PROBLEM REQUIREMENTS: Reproduce every line of the records below verbatim, omitting the pictures.

Excerpts from location labeling data:
▼

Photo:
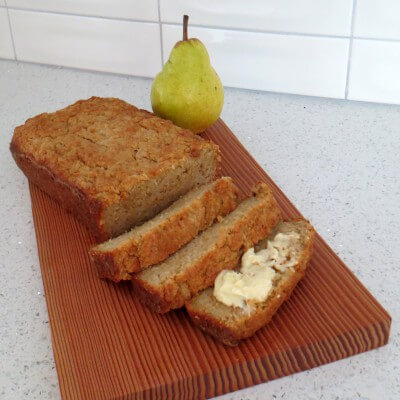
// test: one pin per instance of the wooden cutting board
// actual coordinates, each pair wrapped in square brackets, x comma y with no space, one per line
[107,346]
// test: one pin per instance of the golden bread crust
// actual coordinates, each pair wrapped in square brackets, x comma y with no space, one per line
[168,235]
[90,155]
[232,333]
[225,252]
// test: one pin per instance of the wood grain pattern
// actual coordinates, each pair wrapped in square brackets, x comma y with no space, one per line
[108,346]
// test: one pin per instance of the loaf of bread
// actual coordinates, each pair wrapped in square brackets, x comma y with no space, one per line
[194,267]
[166,233]
[230,324]
[111,164]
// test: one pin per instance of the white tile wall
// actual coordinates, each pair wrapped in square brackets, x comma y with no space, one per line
[324,17]
[310,47]
[374,72]
[279,63]
[6,47]
[88,43]
[126,9]
[377,19]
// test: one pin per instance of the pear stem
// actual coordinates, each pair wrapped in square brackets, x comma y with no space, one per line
[185,23]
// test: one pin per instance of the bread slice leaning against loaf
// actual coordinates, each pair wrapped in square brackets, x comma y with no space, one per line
[166,233]
[170,284]
[231,324]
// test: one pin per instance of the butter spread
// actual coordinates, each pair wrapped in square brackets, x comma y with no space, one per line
[258,270]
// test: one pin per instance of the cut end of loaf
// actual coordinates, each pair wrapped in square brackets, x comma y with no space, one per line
[158,238]
[195,266]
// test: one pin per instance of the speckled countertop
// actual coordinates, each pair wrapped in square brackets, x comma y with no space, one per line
[338,161]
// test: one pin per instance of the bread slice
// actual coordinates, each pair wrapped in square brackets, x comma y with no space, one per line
[170,284]
[231,324]
[166,233]
[111,164]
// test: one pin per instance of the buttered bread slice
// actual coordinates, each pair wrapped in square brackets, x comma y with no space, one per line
[166,233]
[170,284]
[243,301]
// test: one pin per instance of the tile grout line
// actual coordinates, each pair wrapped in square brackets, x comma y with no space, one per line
[353,16]
[161,37]
[245,30]
[11,32]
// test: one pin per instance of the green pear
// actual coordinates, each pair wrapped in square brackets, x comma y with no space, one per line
[188,91]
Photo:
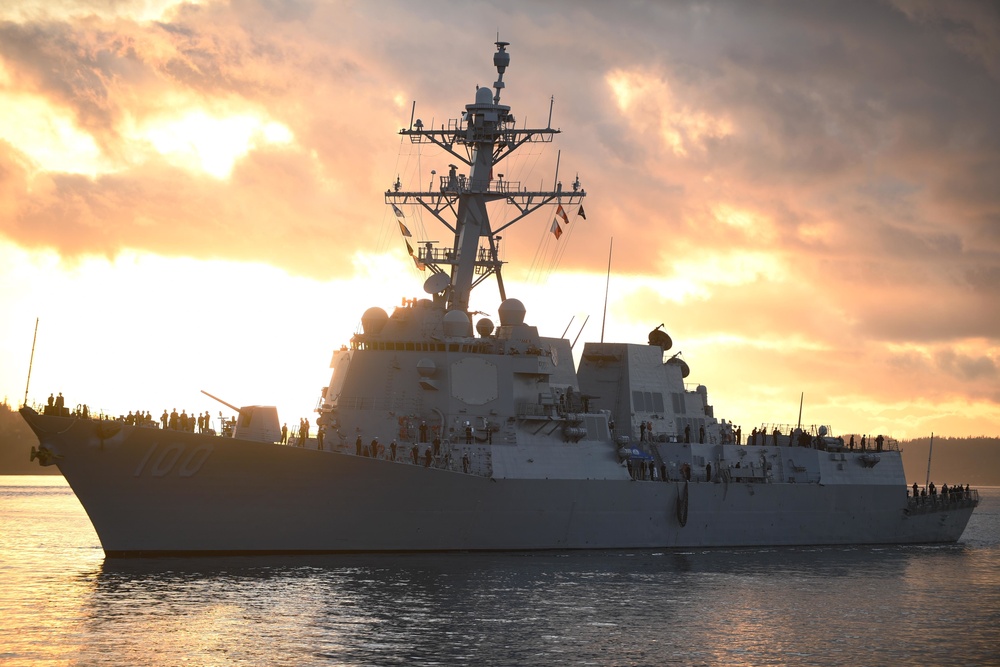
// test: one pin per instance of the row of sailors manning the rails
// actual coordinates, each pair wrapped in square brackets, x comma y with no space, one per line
[761,437]
[174,421]
[201,423]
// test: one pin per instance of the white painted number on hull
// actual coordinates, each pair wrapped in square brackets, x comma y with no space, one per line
[161,462]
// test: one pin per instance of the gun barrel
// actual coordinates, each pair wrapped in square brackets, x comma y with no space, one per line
[228,405]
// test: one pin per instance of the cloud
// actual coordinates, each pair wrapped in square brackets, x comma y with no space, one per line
[817,176]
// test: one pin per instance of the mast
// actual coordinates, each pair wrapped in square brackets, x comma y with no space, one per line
[481,139]
[31,362]
[607,284]
[930,450]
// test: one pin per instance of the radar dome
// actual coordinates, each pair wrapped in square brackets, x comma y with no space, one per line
[426,367]
[374,320]
[484,327]
[511,313]
[685,369]
[456,323]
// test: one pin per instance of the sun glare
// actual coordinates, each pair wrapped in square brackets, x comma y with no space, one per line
[201,142]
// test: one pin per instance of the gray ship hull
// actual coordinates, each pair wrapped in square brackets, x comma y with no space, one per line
[150,492]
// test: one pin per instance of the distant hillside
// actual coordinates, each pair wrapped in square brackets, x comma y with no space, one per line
[974,461]
[16,441]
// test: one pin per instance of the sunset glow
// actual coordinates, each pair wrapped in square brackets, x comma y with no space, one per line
[191,196]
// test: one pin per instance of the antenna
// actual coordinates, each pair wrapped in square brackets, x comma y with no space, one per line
[929,452]
[606,284]
[555,181]
[568,326]
[579,332]
[30,364]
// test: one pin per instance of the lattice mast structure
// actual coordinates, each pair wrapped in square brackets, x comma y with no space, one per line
[480,139]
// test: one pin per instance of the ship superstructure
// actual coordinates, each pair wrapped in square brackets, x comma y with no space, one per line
[440,431]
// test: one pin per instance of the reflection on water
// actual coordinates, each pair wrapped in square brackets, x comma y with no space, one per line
[820,606]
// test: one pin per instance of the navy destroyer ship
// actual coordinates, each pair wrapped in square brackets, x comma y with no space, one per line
[441,430]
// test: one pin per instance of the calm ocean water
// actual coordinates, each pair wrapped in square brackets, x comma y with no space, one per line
[61,603]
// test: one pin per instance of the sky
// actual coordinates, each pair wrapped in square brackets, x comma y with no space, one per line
[806,195]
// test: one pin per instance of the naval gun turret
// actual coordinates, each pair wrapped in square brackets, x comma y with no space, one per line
[253,422]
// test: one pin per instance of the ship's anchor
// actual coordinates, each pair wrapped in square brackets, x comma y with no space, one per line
[45,456]
[682,505]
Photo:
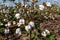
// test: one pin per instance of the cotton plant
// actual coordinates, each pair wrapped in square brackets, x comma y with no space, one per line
[18,31]
[32,24]
[6,31]
[45,33]
[41,7]
[48,4]
[17,15]
[28,28]
[21,22]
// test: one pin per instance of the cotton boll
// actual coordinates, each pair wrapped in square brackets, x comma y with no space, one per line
[41,7]
[31,24]
[27,28]
[17,15]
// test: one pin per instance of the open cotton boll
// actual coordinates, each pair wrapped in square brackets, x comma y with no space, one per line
[22,21]
[47,31]
[18,31]
[27,28]
[17,15]
[41,7]
[48,4]
[44,34]
[6,31]
[31,23]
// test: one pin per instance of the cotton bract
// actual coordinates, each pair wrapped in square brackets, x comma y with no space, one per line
[48,4]
[17,15]
[41,7]
[18,31]
[27,28]
[31,23]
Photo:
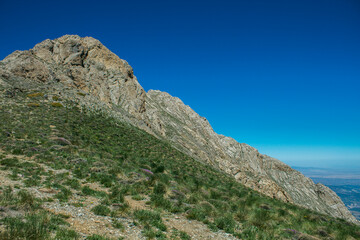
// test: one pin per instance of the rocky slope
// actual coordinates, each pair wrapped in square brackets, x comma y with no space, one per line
[72,63]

▲

ANSWER:
Photo:
// test: one pin per instance of the wooden cutting board
// actual coordinates, each pair wrapped in square brackets, x comma y with no space, one per line
[107,346]
// test: one pin per instance of the golden bread crust
// actual coordinates, each pair wrapped in square brackets, x comma y with no space, one per line
[168,235]
[90,155]
[232,333]
[225,252]
// test: one pin per instance of the wood grain pattern
// actual coordinates, each pair wrapped in square brackets, x comma y with no space, one per line
[108,346]
// test: one pin per instance of the loaf of bread
// actual coordinates, each pair wrapped in square brackets, x comma y with no space, one per line
[194,267]
[166,233]
[230,324]
[111,164]
// test: one pin per instance of the white tile wall
// actual coordinates, each pair wrapped in square brackets, x comma y with no space, one per line
[324,17]
[310,47]
[374,72]
[279,63]
[6,47]
[88,43]
[126,9]
[377,19]
// test: one pin per instance of the pear stem
// actual coordinates, each pair wrapped in square brackets, x comma y with no space, one per line
[185,23]
// test: one pin per instance of the bread slice leaning against loaf
// actual coordinates, each pair wrapped in square brackets, x comma y with no space, one per line
[166,233]
[170,284]
[231,324]
// test: one pin per instance of the butter spread
// actual coordinates, each pair wrapped in square brackets, x comma y with no space, one per line
[258,270]
// test: one pin per instance of the cut end of loaf
// actual coordinates, each pair wrapped in square brackets, x comma y with no space, one per line
[158,238]
[195,266]
// test: one pin per instance of the speckled countertop
// actual coordinates, each pair wrapped in square brackets, x comma y with no space, one per line
[338,161]
// test: one pin per instance of the bread slice
// actual coordinates, each pair wrapped in square brackets, x comma y with no space, one per line
[170,284]
[231,324]
[166,233]
[111,164]
// test: one pin per instance of the buttered bread slice
// actual coordinates, each pair wrapped in square brackets, x comma y with no space, one per line
[166,233]
[170,284]
[243,301]
// test: one pin per instance of the tile grout line
// actual coordinates, each pair wrapped in square brackets, x comma y with no space, one per line
[353,16]
[161,37]
[245,30]
[11,32]
// test: one pin per instance of the green pear
// actual coordinates, each pair wrapped in square brackets, x comma y with no space, one per line
[188,91]
Photo:
// test: one pin per instance of the row of sailors manning the rails
// actual coordinates, each pair wrapped in square brackets, x comma y with no space, one per line
[761,437]
[174,421]
[201,423]
// test: one pin per instance of the white painted number on hull
// actual coordinates, each pair wrapped in square brackets, x comma y with no space, one per line
[161,462]
// test: one pin per instance of the gun barrel
// actual coordinates, each pair wrapped in square brackets, x comma y with no space, one per line
[228,405]
// test: one pin per instance of the cloud
// actual coordinates, each pair wrapped in square brackets, x comma y with no space, one per line
[817,176]
// test: one pin per instance of the mast
// actual coordinates, each pair wrapped in square brackets, x comma y with no space, one per line
[481,139]
[31,362]
[607,284]
[930,450]
// test: one pin per instance of the radar dome
// actual coordinates, each pair wrapped in square brackets, x comma y with no space, one per line
[426,367]
[374,320]
[484,327]
[511,313]
[685,369]
[456,323]
// test: one pin per instance of the sun glare
// actual coordinates, each pair wrapped in square brackets, x comma y with no space, one per line
[201,142]
// test: one pin per instance of the gray ship hull
// actual coordinates, each pair wrapped in square brackets, x comma y with no space, one per line
[150,492]
// test: one pin per instance of the distant hillside
// actual coordinates, each pair wrapped in square brackets, x comma y with no space, one per line
[974,461]
[16,441]
// test: one pin per instance of the sunset glow
// actual coordinates, each pair wrapped in square brackets, x comma y with no space, one per line
[191,196]
// test: one pin per instance of the antenna
// actual coordinates, each pair wrapped in square brackets, x comma y with no space, one per line
[929,452]
[606,284]
[555,181]
[568,326]
[579,332]
[30,364]
// test: one pin per instance of the lattice mast structure
// actual coordinates, each pair wrapped in square brackets, x comma y with no space, one per line
[480,139]
// test: one pin per instance of the ship superstructure
// actual coordinates, each pair wrapped in square brackets, x comma y with no space, one per line
[440,431]
// test: one pin per instance of the reflection on water
// actual coordinates, each pair wrapped in square brackets, x comma y with no space, one per line
[820,606]
// test: one pin per instance of the navy destroyer ship
// actual coordinates, each pair wrapped in square brackets, x comma y with no space, one per line
[441,430]
// test: one pin per instance of the calm ocean water
// actual coordinates, each pair wrapped in square brackets, x comma y with no space, one per line
[61,603]
// test: one pin per instance of the sky
// actual coordinates, each pair wrapped in square brackets, x comma y with no space, one per line
[806,195]
// test: one pin per instance of the naval gun turret
// actual coordinates, each pair wrapped in square brackets, x comma y with no space, one per line
[253,422]
// test: one pin per instance of the ship's anchor
// actual coordinates, each pair wrapped in square brackets, x comma y with no space, one per line
[45,456]
[682,505]
Photo:
// test: one pin per instance of the cotton plant
// actual coordinates, each pair wrapped in square brackets, x comma y with no space, one per line
[18,31]
[32,24]
[6,31]
[45,33]
[41,7]
[48,4]
[17,15]
[28,28]
[21,22]
// test: one pin per instance of the cotton boll
// actual coordinates, each pair wrapped in square brackets, x comma y with no space, one per line
[41,7]
[31,24]
[27,28]
[17,15]
// test: one pin per instance of the open cotton boll
// actual coordinates, each pair wrapped in square brackets, x comma y with no space, one per line
[22,21]
[47,31]
[18,31]
[27,28]
[17,15]
[41,7]
[48,4]
[44,34]
[6,31]
[31,23]
// test: one pin per instance of the cotton bract
// actual coordinates, each pair wrapped in square brackets, x comma y with no space, one per line
[48,4]
[17,15]
[41,7]
[18,31]
[27,28]
[31,23]
Photo:
// test: one pin per instance of the rocky slope
// actual coordinates, each pair wrapped in square brackets, x comma y with no space, one per line
[72,63]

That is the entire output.